WORK INSTRUCTIONS :: Only the lines that hold "point" should be in the answer, each copied from the data below.

%%

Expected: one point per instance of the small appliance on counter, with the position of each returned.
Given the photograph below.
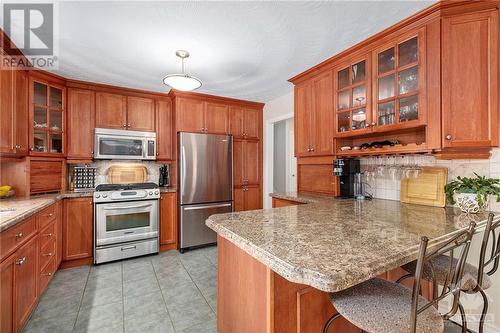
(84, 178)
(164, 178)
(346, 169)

%%
%%

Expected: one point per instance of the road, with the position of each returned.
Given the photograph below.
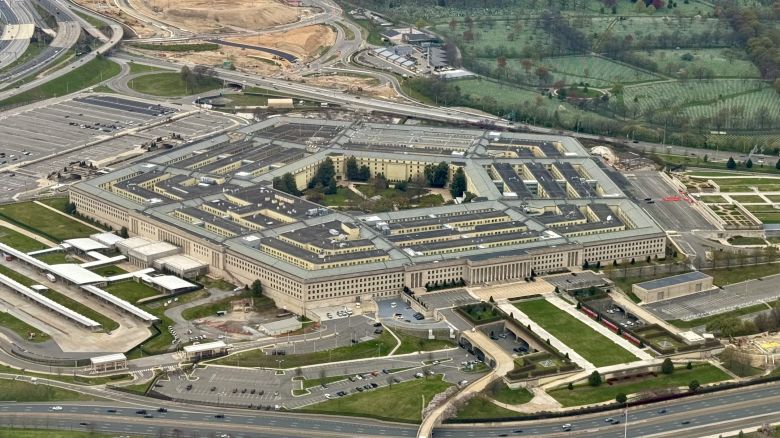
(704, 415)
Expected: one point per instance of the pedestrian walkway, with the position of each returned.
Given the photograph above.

%%

EXERCISE RESPONSE ::
Expected: one point per instance of the small appliance on counter, with the position of each returned.
Expected: one point per instance of the road, with the position of each returned.
Expected: one point per instance of the pedestrian walkway, with the position of each returned.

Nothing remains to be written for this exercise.